■ TAREFA DE TRABALHO A ■
Traduza para inglês a seguinte frase do texto sobre Charlie Sheen: "Sheen não me convence por razões puramente artísticas: é um actor mormente de comédia, mas não tem lá muita piada."
■ TAREFA DE TRABALHO B ■
Segundo o texto sobre Charlie Sheen, em que ano o actor anunciou que era seropositivo?

■ TEXTO DE LEITURA ■
======

Nunca simpatizei com Charlie Sheen, actor que pertence a uma geração de onde o maior exemplo de sucesso é Demi Moore, e nem passei a gostar mais dele depois daquilo que vou mostrar a seguir. Sheen não me convence por razões puramente artísticas: é um actor mormente de comédia, mas não tem lá muita piada. A película de 1990 "Hot Shots" (em português "Ases pelos ares", oh oh oh) é possivelmente uma hora e meia perdida da minha vida que lamentarei no meu leito de morte, mas pasme-se, fui ver ao cinema porque um amigo meu me garantiu ser "hilariante". O problema deve ser meu, realmente, que devo ser demasiado obtuso para entender a comédia em Charlie Sheen - em 2010 era este o actor mais bem pago da televisão norte-americana, devido ao sucesso de uma "sitcom" que dava pelo nome de "Two and a half men", que lhe valeram várias nomeações para os Emmy e Golden Globes. Só que isto de ser talentoso e rico "não chega" para Sheen, que viu a carreira desmoronar-se graças ao abuso de álcool e drogas, com acusações de violência doméstica pelo meio, que lhe valeram a rescisão do contrato com a CBS. Tido como um exemplo do que "não fazer" quando se fala em sexo seguro, o actor anunciou em 2015 que era seropositivo, e que sabia ser portador de HIV desde 2011. Aparentemente tudo isto faz com que Charlie Sheen não tenha o direito a abrir a boca, ou emitir qualquer opinião, mesmo que "só a brincar". Como neste caso, que deu que falar:
"Trump next" - "Trump o próximo", ou "Trump a seguir". Posto assim nestes termos, nada de grave, mas o contexto em que é feita esta chamada ao presidente eleito dos Estados Unidos é a morte do artista, e usando agora o termo "morte" no sentido literal, Sheen referia-se à mais recente razia no mundo artístico, que na mesma semana registou o desaparecimento do cantor George Michael, da actriz Carrie Fisher, e da mãe desta, a também actriz Debbie Reynolds, que faleceu no dia seguinte à filha. Dramático. Naquilo que muitos podem entender apenas como um simples desabafo, Sheen sugere que a próxima celebridade a quinar bem podia ser Trump, e atendendo ao estilo de vida que o actor leva e a que fiz referência no primeiro parágrafo, duvido que seja uma pessoa religiosa, e não estaria a apelar a Deus que "limpasse o sebo" ao próximo ocupante da Casa Branca. De mau gosto? Bem, levando a coisa um bocadinho a sério, até concordo, mas...

======

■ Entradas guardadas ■

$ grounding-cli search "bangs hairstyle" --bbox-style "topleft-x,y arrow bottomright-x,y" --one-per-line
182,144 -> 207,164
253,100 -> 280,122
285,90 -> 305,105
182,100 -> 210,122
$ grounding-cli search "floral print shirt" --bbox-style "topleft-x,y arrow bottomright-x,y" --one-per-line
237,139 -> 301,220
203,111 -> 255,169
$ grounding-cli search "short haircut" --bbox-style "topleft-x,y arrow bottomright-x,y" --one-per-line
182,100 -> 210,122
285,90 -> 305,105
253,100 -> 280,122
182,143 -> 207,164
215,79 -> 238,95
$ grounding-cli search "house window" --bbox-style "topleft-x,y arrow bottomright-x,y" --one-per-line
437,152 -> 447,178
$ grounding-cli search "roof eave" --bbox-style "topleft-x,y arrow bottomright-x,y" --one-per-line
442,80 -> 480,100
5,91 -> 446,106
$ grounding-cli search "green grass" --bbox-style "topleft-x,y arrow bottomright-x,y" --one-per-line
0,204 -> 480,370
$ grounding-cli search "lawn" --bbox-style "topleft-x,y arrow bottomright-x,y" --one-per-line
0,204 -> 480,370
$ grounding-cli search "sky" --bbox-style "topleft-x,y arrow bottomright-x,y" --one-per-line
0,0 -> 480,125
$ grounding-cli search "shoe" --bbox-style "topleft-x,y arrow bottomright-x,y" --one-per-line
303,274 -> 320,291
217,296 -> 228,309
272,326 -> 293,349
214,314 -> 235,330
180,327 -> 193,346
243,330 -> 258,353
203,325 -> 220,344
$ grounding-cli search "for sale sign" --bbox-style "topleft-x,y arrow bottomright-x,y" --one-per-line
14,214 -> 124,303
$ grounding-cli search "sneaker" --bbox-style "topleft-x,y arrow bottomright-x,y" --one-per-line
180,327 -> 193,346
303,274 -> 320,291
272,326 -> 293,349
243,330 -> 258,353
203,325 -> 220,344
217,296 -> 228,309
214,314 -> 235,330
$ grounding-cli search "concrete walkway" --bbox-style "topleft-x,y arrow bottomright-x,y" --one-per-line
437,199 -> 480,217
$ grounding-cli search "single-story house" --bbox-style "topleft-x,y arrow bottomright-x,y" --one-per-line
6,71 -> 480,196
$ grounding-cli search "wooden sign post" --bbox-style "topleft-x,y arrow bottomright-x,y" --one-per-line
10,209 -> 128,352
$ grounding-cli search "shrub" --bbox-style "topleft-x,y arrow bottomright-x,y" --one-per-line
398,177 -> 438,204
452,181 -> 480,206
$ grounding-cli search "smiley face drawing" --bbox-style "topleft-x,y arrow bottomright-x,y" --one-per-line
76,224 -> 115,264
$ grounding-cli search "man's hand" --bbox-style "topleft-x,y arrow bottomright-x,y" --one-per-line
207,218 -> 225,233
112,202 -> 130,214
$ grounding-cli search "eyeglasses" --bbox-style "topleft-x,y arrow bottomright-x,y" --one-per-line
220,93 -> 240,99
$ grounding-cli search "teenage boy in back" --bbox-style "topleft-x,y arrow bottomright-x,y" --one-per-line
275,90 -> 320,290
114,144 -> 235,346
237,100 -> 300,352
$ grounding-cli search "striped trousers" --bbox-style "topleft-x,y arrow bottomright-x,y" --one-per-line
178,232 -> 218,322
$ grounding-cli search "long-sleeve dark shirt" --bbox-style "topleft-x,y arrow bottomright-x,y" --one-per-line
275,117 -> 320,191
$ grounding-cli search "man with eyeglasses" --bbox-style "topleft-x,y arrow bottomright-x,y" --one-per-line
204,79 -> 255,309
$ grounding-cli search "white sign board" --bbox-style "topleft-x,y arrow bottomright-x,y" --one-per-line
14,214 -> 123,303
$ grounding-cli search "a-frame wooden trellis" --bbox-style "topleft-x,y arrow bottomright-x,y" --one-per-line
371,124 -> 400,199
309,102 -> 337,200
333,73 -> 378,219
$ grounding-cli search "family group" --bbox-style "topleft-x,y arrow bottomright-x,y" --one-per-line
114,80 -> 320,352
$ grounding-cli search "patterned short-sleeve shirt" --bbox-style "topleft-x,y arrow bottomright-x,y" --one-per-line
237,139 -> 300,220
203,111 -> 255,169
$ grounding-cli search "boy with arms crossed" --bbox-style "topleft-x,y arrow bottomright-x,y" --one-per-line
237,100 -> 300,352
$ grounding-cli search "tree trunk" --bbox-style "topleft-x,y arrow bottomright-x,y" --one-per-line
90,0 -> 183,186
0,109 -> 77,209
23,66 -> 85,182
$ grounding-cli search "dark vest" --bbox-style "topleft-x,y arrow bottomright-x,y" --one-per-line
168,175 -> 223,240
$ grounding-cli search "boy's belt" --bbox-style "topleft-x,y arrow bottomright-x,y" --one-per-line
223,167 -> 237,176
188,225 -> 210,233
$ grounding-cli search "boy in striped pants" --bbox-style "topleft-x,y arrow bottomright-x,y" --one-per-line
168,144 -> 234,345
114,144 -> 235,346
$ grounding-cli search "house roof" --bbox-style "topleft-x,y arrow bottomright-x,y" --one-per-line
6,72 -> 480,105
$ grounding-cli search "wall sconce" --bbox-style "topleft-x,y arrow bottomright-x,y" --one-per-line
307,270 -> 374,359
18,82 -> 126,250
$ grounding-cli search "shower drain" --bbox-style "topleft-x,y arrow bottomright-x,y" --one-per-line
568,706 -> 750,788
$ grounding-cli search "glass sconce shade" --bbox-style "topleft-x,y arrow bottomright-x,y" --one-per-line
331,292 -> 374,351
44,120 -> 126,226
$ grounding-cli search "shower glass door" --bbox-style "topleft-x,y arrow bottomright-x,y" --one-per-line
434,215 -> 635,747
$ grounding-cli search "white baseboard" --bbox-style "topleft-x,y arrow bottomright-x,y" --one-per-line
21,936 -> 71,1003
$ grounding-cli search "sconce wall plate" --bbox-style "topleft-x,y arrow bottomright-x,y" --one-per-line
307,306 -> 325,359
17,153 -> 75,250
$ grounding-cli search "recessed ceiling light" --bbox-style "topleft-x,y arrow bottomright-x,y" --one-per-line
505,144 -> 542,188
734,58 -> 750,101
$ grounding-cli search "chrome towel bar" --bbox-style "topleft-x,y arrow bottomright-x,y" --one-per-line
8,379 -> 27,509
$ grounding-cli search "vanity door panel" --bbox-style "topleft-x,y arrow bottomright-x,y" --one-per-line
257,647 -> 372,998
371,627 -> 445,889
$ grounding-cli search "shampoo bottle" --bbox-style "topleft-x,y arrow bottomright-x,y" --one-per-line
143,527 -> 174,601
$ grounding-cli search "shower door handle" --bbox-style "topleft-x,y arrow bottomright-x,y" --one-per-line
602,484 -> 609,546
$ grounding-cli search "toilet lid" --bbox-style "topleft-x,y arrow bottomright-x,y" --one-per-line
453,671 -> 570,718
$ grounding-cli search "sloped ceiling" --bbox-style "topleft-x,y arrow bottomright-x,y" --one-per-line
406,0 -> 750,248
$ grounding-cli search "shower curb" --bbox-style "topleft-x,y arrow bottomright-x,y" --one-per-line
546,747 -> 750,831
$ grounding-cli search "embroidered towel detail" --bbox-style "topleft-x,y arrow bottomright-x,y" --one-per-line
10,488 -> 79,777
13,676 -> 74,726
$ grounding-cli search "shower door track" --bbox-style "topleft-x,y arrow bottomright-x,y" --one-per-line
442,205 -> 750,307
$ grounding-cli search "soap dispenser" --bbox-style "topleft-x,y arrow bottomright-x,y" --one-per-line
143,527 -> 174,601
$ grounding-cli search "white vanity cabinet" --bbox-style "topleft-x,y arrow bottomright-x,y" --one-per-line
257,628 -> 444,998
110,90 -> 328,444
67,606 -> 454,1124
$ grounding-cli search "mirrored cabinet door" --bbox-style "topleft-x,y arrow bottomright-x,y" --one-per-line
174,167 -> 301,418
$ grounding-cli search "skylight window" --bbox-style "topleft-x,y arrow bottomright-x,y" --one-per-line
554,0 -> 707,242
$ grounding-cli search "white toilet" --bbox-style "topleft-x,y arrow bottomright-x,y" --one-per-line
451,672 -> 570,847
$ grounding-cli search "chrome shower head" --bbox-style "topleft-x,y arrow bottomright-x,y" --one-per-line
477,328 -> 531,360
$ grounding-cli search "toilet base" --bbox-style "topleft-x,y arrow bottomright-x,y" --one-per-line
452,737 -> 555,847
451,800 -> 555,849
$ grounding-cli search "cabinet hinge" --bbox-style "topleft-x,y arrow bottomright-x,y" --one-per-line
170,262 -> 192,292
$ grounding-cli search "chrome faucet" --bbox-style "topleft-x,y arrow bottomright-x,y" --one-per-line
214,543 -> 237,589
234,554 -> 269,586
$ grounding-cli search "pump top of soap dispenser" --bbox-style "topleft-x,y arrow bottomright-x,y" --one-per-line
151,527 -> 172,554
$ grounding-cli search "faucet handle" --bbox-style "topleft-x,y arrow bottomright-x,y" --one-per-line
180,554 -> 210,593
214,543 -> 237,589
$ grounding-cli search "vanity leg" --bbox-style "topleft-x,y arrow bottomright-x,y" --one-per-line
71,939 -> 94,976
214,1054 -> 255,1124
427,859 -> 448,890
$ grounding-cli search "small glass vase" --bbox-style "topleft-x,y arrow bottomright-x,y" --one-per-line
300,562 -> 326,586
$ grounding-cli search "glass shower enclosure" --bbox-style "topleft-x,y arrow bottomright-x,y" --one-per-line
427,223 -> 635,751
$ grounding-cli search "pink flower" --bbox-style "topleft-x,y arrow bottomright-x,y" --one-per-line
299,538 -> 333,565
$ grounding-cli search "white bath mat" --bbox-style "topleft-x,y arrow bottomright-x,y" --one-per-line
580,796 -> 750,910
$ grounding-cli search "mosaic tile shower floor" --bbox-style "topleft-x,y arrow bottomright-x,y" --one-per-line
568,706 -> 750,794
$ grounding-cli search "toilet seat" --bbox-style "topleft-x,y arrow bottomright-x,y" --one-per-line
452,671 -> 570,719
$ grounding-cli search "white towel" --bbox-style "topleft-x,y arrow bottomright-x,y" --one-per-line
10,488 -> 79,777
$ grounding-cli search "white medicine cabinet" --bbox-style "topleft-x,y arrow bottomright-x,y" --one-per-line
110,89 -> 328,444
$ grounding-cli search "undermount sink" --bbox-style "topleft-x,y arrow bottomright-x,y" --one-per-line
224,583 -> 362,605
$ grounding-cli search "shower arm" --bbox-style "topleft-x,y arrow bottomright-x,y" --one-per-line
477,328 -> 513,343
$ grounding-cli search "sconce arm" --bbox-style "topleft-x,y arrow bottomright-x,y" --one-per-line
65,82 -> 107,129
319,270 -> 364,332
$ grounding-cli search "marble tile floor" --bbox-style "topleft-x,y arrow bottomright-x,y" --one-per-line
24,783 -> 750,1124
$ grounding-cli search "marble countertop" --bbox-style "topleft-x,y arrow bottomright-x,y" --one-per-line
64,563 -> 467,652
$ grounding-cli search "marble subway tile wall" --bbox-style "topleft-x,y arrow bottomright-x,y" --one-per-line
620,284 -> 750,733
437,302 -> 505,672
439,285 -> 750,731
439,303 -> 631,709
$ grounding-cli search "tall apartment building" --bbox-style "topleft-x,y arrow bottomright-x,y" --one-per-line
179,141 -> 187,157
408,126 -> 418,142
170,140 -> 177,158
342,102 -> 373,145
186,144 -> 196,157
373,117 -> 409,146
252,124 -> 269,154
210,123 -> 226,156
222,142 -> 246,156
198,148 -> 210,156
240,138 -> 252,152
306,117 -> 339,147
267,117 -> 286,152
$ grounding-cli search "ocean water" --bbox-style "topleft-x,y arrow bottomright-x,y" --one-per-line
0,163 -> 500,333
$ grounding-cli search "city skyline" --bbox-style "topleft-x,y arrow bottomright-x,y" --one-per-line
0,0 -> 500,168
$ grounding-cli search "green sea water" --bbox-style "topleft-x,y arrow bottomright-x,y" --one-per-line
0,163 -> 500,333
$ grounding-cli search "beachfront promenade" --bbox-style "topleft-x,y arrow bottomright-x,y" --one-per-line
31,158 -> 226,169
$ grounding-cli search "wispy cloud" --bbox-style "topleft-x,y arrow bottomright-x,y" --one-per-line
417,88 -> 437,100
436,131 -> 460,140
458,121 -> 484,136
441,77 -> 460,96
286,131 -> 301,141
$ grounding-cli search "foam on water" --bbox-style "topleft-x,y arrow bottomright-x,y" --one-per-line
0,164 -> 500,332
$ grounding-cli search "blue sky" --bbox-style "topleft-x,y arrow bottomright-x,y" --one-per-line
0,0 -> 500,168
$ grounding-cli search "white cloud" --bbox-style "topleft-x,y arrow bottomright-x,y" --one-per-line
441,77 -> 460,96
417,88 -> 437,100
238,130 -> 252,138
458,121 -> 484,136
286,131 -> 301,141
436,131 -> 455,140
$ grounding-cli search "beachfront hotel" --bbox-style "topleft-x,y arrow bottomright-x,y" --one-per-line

======

■ RESULTADO A ■
Sheen doesn't convince me for purely artistic reasons: he is mainly a comedy actor, but he isn't very funny.

■ RESULTADO B ■
Em 2015.